### OBJECTIVE
Output every line of the entries, from the first line through the line containing "pixel 169 219" (both included), as a Markdown table with the columns Row and Text. Number the rows in the Row column and omit blank lines.

### ITEMS
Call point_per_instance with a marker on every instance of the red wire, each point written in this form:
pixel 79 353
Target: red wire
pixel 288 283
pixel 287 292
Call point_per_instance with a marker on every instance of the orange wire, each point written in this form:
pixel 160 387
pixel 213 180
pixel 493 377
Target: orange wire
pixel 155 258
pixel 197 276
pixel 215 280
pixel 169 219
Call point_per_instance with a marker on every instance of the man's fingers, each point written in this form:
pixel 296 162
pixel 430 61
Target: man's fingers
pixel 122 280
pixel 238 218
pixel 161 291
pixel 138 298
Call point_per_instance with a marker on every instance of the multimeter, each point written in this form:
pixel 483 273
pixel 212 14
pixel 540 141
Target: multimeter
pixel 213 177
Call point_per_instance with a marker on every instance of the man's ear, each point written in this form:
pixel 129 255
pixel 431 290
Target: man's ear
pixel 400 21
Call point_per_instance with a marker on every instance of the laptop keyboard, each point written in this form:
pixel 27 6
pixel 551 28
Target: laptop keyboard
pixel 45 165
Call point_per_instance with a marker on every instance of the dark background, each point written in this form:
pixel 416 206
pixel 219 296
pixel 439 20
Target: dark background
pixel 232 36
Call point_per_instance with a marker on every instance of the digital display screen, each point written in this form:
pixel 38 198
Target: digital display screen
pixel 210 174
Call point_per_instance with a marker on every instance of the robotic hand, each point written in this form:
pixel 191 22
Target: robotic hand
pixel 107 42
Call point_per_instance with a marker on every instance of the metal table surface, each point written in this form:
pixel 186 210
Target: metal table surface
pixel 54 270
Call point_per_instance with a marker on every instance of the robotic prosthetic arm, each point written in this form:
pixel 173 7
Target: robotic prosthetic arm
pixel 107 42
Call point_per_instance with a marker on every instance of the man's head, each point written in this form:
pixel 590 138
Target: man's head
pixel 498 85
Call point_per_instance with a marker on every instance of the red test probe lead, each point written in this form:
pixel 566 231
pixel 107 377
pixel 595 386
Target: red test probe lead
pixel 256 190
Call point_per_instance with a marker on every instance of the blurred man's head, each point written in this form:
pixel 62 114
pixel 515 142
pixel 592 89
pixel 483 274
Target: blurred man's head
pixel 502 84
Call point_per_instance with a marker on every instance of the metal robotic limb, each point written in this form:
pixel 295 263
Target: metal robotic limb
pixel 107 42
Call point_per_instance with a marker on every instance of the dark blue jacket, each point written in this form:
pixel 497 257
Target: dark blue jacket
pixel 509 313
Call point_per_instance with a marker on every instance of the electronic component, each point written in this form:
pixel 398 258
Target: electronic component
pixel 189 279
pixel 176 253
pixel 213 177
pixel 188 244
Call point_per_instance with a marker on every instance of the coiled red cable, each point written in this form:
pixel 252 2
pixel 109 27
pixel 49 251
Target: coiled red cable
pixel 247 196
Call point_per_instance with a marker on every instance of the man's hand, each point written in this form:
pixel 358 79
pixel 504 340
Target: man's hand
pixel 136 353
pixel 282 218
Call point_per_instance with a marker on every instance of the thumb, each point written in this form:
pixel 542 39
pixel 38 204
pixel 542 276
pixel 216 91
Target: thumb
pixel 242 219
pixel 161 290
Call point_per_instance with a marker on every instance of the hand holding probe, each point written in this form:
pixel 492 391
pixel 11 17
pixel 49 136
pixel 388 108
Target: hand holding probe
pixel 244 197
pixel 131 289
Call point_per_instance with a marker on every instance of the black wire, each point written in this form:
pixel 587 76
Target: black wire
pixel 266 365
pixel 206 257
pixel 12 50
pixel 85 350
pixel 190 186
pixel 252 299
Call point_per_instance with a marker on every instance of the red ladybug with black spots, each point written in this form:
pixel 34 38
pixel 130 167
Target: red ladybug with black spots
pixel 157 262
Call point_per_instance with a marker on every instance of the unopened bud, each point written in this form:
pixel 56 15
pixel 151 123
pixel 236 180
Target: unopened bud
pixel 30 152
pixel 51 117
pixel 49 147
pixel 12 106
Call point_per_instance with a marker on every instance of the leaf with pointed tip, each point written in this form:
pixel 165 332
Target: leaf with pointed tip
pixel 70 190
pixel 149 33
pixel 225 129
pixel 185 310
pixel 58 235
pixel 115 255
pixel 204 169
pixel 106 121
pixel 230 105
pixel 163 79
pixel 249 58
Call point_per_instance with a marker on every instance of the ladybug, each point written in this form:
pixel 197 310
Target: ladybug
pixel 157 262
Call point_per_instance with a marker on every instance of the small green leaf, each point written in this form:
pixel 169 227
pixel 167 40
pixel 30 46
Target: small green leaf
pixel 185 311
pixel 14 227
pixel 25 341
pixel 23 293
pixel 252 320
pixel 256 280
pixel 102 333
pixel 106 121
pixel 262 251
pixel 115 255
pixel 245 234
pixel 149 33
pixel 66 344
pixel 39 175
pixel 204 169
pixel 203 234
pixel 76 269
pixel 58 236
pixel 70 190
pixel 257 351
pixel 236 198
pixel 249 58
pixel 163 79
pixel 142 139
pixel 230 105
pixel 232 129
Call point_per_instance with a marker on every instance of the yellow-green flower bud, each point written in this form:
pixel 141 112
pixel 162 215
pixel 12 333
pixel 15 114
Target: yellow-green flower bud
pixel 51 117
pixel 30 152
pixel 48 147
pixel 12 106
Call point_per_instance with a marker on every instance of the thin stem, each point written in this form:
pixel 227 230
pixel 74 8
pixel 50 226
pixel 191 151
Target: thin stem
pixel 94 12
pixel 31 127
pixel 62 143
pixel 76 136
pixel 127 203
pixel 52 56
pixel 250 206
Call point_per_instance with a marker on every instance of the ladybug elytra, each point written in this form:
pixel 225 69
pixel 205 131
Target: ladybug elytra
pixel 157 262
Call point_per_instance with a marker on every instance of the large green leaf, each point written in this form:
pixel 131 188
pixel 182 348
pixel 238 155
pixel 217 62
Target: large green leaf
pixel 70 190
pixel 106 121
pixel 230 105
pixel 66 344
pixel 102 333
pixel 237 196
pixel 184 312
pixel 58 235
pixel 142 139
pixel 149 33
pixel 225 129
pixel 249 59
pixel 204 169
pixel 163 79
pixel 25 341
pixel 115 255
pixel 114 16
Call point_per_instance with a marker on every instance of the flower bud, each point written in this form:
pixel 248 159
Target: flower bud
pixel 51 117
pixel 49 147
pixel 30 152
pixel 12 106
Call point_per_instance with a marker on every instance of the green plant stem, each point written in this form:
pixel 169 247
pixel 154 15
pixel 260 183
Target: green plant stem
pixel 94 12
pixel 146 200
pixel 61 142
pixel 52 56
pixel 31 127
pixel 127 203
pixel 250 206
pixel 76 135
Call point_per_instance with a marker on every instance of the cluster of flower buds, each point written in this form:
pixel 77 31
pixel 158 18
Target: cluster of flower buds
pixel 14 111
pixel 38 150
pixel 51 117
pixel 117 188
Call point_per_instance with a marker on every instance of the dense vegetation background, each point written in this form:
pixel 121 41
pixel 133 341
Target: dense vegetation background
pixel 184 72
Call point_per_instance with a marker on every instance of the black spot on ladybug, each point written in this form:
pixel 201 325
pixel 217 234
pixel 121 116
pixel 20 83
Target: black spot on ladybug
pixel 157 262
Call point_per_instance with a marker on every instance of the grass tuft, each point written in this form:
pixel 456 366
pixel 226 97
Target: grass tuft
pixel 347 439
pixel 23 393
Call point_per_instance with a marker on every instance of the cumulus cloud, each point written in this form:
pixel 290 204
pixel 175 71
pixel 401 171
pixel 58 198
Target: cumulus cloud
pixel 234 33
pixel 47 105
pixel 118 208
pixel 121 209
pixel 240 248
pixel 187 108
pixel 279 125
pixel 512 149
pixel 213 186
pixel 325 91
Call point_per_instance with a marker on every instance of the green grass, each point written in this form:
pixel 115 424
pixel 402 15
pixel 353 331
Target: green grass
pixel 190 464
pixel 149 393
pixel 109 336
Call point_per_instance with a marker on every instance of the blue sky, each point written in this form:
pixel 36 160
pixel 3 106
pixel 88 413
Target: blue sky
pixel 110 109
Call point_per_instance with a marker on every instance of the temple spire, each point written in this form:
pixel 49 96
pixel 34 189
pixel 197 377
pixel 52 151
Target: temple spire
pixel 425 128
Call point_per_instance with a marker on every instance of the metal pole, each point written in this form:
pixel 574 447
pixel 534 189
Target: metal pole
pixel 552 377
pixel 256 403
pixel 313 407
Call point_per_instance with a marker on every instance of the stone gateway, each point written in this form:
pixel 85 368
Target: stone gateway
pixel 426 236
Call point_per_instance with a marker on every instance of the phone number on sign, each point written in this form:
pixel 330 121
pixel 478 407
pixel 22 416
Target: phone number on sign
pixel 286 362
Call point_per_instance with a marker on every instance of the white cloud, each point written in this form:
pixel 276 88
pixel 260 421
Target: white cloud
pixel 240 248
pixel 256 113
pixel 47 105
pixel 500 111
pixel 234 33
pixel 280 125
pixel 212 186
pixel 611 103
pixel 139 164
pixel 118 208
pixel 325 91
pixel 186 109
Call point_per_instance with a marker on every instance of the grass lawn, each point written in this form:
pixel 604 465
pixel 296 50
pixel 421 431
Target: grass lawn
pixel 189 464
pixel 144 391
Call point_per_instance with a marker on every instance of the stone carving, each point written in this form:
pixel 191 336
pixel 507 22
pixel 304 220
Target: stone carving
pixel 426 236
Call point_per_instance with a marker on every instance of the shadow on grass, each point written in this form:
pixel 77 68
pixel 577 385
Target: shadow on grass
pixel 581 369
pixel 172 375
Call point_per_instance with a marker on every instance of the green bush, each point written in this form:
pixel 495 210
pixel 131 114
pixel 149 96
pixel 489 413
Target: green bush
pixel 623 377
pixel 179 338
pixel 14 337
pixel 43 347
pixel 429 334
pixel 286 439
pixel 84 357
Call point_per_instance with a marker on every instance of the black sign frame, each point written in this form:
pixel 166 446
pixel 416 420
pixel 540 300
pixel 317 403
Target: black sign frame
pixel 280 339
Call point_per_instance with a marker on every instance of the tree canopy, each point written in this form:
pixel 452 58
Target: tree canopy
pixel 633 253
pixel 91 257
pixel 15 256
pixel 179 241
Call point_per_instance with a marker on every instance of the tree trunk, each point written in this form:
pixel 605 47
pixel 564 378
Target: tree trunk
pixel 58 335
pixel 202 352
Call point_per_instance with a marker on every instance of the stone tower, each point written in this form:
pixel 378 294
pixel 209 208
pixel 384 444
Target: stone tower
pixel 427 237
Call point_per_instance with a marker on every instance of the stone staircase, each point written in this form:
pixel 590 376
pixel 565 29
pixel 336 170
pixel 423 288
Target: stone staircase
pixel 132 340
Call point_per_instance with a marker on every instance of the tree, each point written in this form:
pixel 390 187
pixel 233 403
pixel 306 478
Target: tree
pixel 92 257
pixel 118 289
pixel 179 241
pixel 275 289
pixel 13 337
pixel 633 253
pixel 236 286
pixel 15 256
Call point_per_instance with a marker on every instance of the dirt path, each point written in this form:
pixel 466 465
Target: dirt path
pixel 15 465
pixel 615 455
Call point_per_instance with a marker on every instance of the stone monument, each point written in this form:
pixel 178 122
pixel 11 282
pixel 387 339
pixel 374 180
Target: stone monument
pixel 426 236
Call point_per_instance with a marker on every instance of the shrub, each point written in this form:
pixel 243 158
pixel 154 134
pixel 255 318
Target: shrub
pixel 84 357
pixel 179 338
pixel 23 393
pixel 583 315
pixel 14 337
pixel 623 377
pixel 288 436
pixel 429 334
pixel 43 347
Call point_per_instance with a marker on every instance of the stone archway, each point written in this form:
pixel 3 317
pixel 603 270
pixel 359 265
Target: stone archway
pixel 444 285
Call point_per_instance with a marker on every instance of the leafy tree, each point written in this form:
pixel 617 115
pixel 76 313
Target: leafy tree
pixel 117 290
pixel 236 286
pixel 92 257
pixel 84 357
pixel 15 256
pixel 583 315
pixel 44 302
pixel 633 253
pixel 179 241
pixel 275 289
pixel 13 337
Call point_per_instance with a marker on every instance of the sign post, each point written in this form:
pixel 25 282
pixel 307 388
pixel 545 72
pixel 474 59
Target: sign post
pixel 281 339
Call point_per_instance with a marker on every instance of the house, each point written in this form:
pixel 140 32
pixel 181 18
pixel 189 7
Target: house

### SOLUTION TO THE PROBLEM
| Row | Text |
|---|---|
| 1 | Call point_per_instance with a marker on every instance of the red wire, each point written in this form: |
| 2 | pixel 79 353 |
| 3 | Target: red wire |
| 4 | pixel 288 283 |
| 5 | pixel 287 292 |
| 6 | Call point_per_instance with a marker on every instance of the orange wire, each point written in this form: |
| 7 | pixel 160 387 |
| 8 | pixel 213 180 |
| 9 | pixel 493 377 |
| 10 | Target: orange wire |
| 11 | pixel 155 258 |
| 12 | pixel 197 276 |
| 13 | pixel 215 280 |
| 14 | pixel 169 219 |